## ZIEL
In welcher Stadt fand die Seniorenweltmeisterschaft laut dem Text am Ende statt?

=== VORGEGEBENER TEXT ===

Ein anderer Fall betraf ausgerechnet einen anderen Offiziellen der FIDE bei dem Turnier: Honorary Vice President Ian Wilkinson, ein Rechtsanwalt und Queen's Councel, also Kronanwalt.

Ian Wilkinson

Die Digitaluhr funktionierte in einer späteren Partiephase der Partie von Wilkinson nicht richtig und ein Schiedsrichter musste diese abstellen und nachjustieren. Der Gegner von Wilkinson, ein Internationaler Meister, war am Zug und hatte ohnehin nur wenig Bedenkzeit. Wilkinson bat verständlicherweise den Gegner aufzustehen und während der Unterbrechung das Brett zu verlassen. Der weigerte sich und der um Hilfe gebetene Schiedsrichter sah keine Veranlassung einzugreifen.

Immerhin: Es gibt offensichtlich keine Bevorzugung von FIDE-Offiziellen bei dieser Turnierteilnahme.

Attraktivität der Seniorenweltmeisterschaft

Die FIDE hat bei der Seniorenweltmeisterschaft den Preisfonds massiv erhöht und dadurch dem Turnier in der Spitze einen qualitativen Aufschwung beschert. Allerdings war das Turnier anfangs in der rumänischen Provinz geplant und wegen der schlechten Erreichbarkeit völlig unattraktiv. Später entschieden die Organisatoren, dass Turnier in Bukarest stattfinden zu lassen. Alle Turnierteilnehmer kamen im Spielhotel unter. Das war Fluch und Segen zugleich. Viele Teilnehmer wären gerne in einer belebteren Gegend untergebracht gewesen. Fast 14 Tage in einem Mittelklasse-Hotel jeden Tag sein Essen am Buffet zu bekommen, ist ebenfalls nicht jedermanns Geschmack.

=== AUFLISTUNG ===

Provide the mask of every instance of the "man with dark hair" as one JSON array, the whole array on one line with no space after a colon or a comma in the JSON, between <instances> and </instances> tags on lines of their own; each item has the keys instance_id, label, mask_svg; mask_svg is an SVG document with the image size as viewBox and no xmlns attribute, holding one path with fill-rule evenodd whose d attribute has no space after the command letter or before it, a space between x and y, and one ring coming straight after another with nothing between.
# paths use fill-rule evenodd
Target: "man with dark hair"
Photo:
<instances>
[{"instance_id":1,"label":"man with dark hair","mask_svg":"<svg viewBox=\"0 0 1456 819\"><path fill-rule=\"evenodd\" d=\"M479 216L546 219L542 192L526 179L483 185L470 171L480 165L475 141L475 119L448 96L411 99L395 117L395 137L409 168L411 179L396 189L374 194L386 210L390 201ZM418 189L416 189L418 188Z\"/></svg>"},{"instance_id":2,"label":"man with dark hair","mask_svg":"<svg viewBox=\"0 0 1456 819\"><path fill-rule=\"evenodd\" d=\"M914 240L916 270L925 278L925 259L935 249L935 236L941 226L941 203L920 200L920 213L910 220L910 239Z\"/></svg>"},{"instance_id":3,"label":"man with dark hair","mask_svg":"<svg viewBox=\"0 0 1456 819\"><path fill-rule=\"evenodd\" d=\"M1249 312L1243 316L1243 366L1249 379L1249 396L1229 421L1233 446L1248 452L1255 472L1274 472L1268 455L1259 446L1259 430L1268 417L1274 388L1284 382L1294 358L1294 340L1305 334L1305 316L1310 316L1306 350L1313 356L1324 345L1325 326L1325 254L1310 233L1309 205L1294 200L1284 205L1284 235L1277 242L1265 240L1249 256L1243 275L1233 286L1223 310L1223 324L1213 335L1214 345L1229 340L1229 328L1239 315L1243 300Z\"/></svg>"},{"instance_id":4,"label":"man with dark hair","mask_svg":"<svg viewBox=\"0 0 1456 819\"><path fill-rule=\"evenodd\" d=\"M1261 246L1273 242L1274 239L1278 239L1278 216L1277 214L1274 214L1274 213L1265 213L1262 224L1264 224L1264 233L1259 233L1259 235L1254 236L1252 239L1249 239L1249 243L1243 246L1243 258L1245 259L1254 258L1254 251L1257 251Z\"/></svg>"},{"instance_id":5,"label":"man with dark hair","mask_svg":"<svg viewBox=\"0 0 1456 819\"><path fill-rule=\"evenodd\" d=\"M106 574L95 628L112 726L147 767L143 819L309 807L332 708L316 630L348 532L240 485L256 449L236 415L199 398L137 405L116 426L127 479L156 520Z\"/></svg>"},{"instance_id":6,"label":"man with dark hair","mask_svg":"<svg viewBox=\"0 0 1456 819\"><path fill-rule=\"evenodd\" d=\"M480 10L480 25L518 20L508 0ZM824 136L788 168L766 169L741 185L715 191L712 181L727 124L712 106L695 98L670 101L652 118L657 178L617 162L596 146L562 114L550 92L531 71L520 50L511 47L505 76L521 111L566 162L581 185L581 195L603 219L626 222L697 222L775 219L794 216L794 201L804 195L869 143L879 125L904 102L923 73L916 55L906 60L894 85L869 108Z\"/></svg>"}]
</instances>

===
=== AUFLISTUNG ===

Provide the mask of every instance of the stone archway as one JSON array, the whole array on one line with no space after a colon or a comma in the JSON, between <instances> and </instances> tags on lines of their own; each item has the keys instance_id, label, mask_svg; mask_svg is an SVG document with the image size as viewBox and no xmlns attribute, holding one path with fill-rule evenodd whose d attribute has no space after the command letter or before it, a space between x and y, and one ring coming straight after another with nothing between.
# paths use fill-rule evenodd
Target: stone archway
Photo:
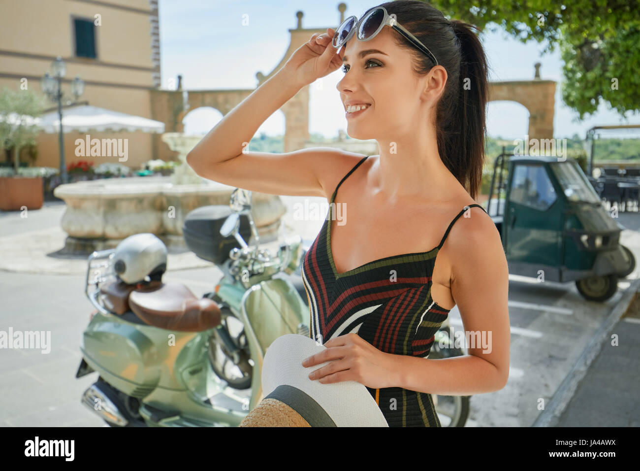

===

## ANTWORT
In Bukarest.